#### Information supplied
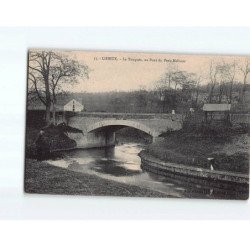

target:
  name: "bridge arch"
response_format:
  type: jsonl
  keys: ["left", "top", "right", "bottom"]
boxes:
{"left": 87, "top": 119, "right": 159, "bottom": 138}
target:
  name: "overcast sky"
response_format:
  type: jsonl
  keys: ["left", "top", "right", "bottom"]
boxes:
{"left": 55, "top": 50, "right": 250, "bottom": 93}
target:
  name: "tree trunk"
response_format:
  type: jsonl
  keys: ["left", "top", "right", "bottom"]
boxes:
{"left": 45, "top": 103, "right": 51, "bottom": 125}
{"left": 242, "top": 91, "right": 246, "bottom": 111}
{"left": 241, "top": 74, "right": 247, "bottom": 110}
{"left": 52, "top": 102, "right": 56, "bottom": 125}
{"left": 44, "top": 74, "right": 51, "bottom": 125}
{"left": 242, "top": 74, "right": 247, "bottom": 110}
{"left": 208, "top": 84, "right": 215, "bottom": 103}
{"left": 229, "top": 82, "right": 233, "bottom": 104}
{"left": 195, "top": 87, "right": 199, "bottom": 106}
{"left": 218, "top": 86, "right": 223, "bottom": 103}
########
* [Work task] Omit the pictures, then output every record exactly as given.

* [Solution to this task]
target:
  name: "bridge arch"
response_format:
  type: jsonl
  keys: ["left", "top", "right", "bottom"]
boxes:
{"left": 87, "top": 119, "right": 159, "bottom": 138}
target:
  name: "overcast sky"
response_format:
  type: jsonl
  keys: ["left", "top", "right", "bottom"]
boxes:
{"left": 55, "top": 50, "right": 250, "bottom": 93}
target:
  name: "tree trunk"
response_format:
  type: jsonl
  keys: ["left", "top", "right", "bottom"]
boxes:
{"left": 45, "top": 103, "right": 51, "bottom": 125}
{"left": 242, "top": 91, "right": 246, "bottom": 111}
{"left": 241, "top": 74, "right": 247, "bottom": 110}
{"left": 52, "top": 102, "right": 56, "bottom": 125}
{"left": 44, "top": 74, "right": 51, "bottom": 125}
{"left": 242, "top": 74, "right": 247, "bottom": 110}
{"left": 208, "top": 84, "right": 215, "bottom": 103}
{"left": 229, "top": 82, "right": 233, "bottom": 104}
{"left": 195, "top": 87, "right": 199, "bottom": 106}
{"left": 218, "top": 86, "right": 223, "bottom": 103}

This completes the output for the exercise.